> [Task details] Please pull out each line in the rows below that contains the word "missed", and copy every such line in full.

> [The records]
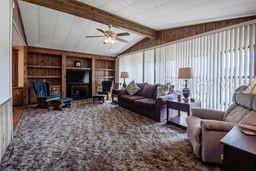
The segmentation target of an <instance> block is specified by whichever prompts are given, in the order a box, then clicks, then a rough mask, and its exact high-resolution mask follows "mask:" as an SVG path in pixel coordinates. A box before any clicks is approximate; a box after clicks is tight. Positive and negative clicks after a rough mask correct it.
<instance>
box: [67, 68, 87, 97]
mask: <svg viewBox="0 0 256 171" xmlns="http://www.w3.org/2000/svg"><path fill="white" fill-rule="evenodd" d="M90 80H91V73H90V71H72V70H69V71H67V96H68V97H71V98H73V99H75V100H80V99H87V98H90V97H91V84H90Z"/></svg>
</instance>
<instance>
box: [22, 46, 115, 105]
mask: <svg viewBox="0 0 256 171" xmlns="http://www.w3.org/2000/svg"><path fill="white" fill-rule="evenodd" d="M24 61H25V62H24V92H25V93H24V95H25V104H26V105H28V104H33V103H35V102H36V97H35V93H34V91H33V87H32V84H31V82H32V81H36V80H45V81H48V82H49V83H50V84H51V92H52V93H53V94H60V95H61V97H62V98H65V97H67V92H68V84H69V83H68V80H67V74H68V72H70V71H71V72H72V73H76V71H77V72H82V71H84V72H88V73H90V76H89V80H86V82H76V84H85V85H87V86H86V88H87V92H86V98H87V97H91V96H92V94H93V93H95V92H97V91H101V81H103V80H113V81H114V79H115V58H114V57H111V56H100V55H94V54H85V53H76V52H69V51H61V50H54V49H46V48H38V47H30V46H29V47H25V50H24ZM77 63H78V64H77ZM77 65H79V66H77ZM73 84H75V83H73Z"/></svg>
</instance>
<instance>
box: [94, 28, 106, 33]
mask: <svg viewBox="0 0 256 171" xmlns="http://www.w3.org/2000/svg"><path fill="white" fill-rule="evenodd" d="M96 30H98V31H99V32H101V33H105V31H103V30H101V29H97V28H96Z"/></svg>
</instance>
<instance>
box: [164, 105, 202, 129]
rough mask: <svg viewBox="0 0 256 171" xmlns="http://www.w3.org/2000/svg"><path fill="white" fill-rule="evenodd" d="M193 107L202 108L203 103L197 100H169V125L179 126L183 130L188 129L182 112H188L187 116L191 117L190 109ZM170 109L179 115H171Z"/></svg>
mask: <svg viewBox="0 0 256 171" xmlns="http://www.w3.org/2000/svg"><path fill="white" fill-rule="evenodd" d="M192 107H201V102H200V101H198V100H196V101H194V102H191V101H188V102H186V101H184V100H181V101H178V100H169V101H167V124H171V125H174V126H177V127H179V128H182V129H187V123H186V117H182V116H181V114H180V112H181V111H183V112H186V113H187V115H188V116H189V115H190V109H191V108H192ZM170 109H172V110H177V111H178V113H176V112H174V111H172V112H171V113H170V111H169V110H170Z"/></svg>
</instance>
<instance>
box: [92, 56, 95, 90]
mask: <svg viewBox="0 0 256 171" xmlns="http://www.w3.org/2000/svg"><path fill="white" fill-rule="evenodd" d="M95 72H96V70H95V58H92V94H95V92H96V82H95V81H96V78H95V77H96V75H95Z"/></svg>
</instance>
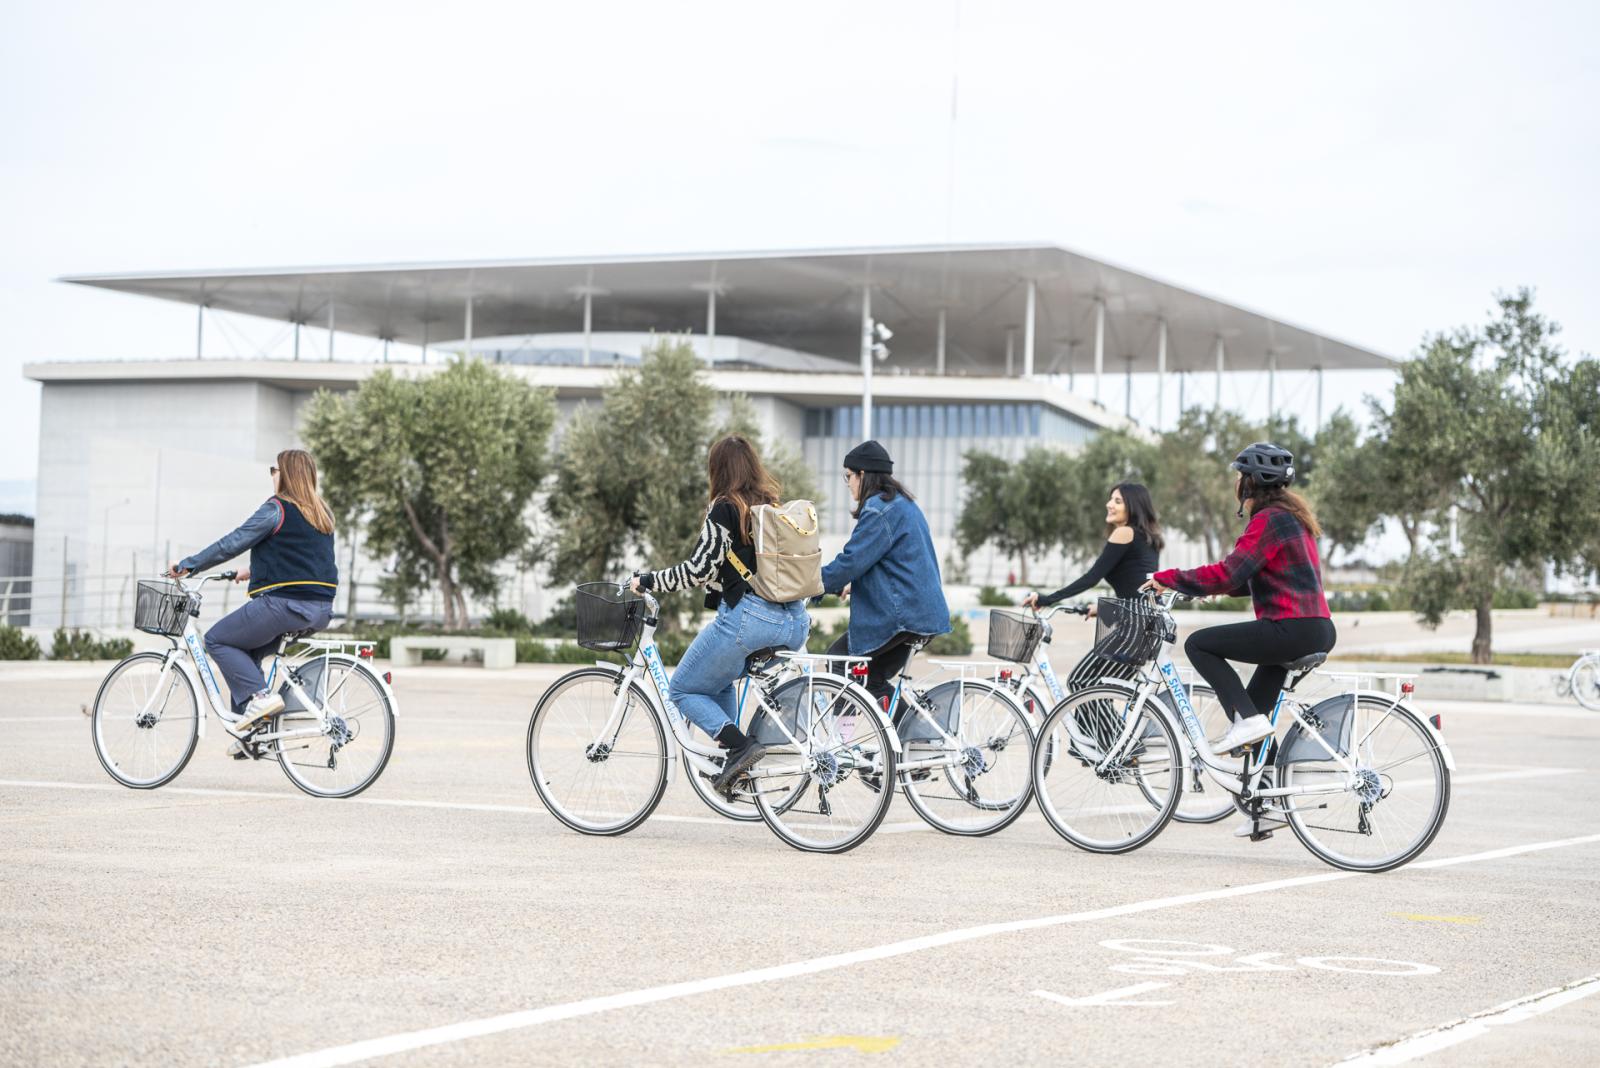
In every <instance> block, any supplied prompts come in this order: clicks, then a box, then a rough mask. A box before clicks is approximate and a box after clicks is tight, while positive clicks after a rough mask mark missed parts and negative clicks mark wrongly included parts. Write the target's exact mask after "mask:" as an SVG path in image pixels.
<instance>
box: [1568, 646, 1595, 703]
mask: <svg viewBox="0 0 1600 1068" xmlns="http://www.w3.org/2000/svg"><path fill="white" fill-rule="evenodd" d="M1566 678H1568V684H1570V686H1571V691H1573V697H1576V699H1578V703H1579V705H1582V707H1584V708H1589V710H1590V711H1600V657H1584V659H1582V660H1579V662H1578V664H1574V665H1573V670H1571V673H1570V675H1568V676H1566Z"/></svg>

> [Result for this exercise]
In every <instance> block, any supplied prompts come in this order: clicks, then a box, then a rough mask. A box before clicks is approximate and a box after clicks is tight, while positive clicks after a rough mask mark missed parts and negative clicks mark wrongly included parts. Write the target's exact mask after "mask:" as an SVG path in image pixels.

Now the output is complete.